_WORK TO DO_
Update the piece on UK per capita GDP, starting at "This picture is" and ending at "from the EU).", so that "laggard" reads "straggler" instead.

I have therefore done my own version of the NBER chart. This confirms that the real outlier over this period was the US. In per capita GDP terms, the UK has marginally underperformed France and marginally outperformed Germany, which are more obvious benchmarks. And there is no sign of an ‘8%’ hit here.

This picture is clearer if you exclude the US from the chart altogether. (Over this period the US has benefited from low energy prices, a large fiscal stimulus, and the AI boom.)

Note also that Canada is the G7 laggard on per capita GDP, not the UK (or even Germany). That perhaps has something to do with Canada’s very high levels of net immigration – a features shared with the UK. That issue is surely worth discussing further, especially if you are relying heavily on per capita GDP data. But the NBER paper barely mentions migration at all (and then only with a narrow focus on net migration from the EU).

_SOURCE EXCERPT_
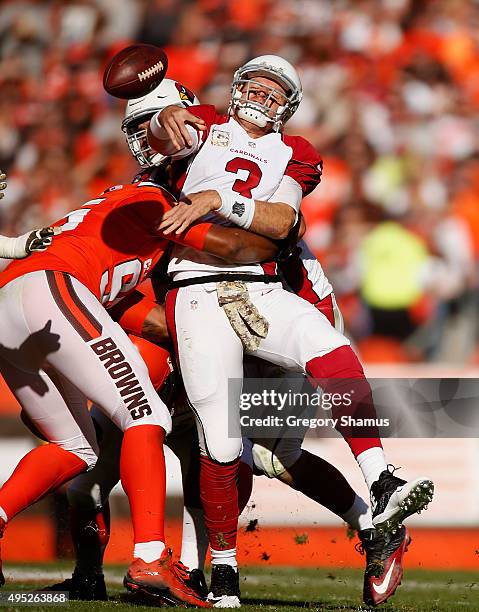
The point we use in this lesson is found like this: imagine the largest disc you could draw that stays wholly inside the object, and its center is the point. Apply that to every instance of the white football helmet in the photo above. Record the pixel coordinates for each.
(140, 110)
(277, 69)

_TASK ANSWER_
This picture is clearer if you exclude the US from the chart altogether. (Over this period the US has benefited from low energy prices, a large fiscal stimulus, and the AI boom.)

Note also that Canada is the G7 straggler on per capita GDP, not the UK (or even Germany). That perhaps has something to do with Canada’s very high levels of net immigration – a features shared with the UK. That issue is surely worth discussing further, especially if you are relying heavily on per capita GDP data. But the NBER paper barely mentions migration at all (and then only with a narrow focus on net migration from the EU).